**PROBLEM:** Retype exactly the lines below, beginning with the first and ending with the line where "chair you can see." appears.

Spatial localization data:
------------------------------------------------------------------------
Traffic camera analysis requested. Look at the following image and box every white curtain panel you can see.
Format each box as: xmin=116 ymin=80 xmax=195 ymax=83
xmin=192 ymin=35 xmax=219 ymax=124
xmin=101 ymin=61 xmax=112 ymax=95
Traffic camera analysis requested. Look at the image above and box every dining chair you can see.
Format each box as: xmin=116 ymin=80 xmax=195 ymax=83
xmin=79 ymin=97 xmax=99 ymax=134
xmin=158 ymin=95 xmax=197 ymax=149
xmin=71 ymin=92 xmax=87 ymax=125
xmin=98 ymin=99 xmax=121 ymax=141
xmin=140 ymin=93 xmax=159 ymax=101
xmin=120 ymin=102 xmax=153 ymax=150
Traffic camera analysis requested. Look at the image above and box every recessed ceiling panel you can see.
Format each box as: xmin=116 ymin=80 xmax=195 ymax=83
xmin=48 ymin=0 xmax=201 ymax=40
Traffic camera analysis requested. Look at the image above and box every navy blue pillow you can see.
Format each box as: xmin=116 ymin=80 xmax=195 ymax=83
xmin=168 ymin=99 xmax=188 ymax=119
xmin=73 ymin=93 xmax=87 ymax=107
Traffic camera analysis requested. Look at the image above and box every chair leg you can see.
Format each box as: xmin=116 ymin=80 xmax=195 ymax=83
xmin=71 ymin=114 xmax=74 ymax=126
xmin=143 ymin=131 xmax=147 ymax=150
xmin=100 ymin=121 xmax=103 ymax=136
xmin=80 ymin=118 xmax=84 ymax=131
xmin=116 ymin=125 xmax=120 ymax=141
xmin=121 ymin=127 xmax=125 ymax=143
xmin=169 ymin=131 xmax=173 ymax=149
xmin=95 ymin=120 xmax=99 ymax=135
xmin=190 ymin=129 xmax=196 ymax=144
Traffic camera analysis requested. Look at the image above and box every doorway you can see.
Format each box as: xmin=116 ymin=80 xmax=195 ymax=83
------------------------------------------------------------------------
**EXERCISE SOLUTION:**
Traffic camera analysis requested. Look at the following image and box every white curtain panel you can see.
Format each box as: xmin=116 ymin=80 xmax=195 ymax=83
xmin=192 ymin=35 xmax=219 ymax=124
xmin=101 ymin=61 xmax=112 ymax=95
Traffic camera analysis requested. Look at the image above and box every dining chair you can see.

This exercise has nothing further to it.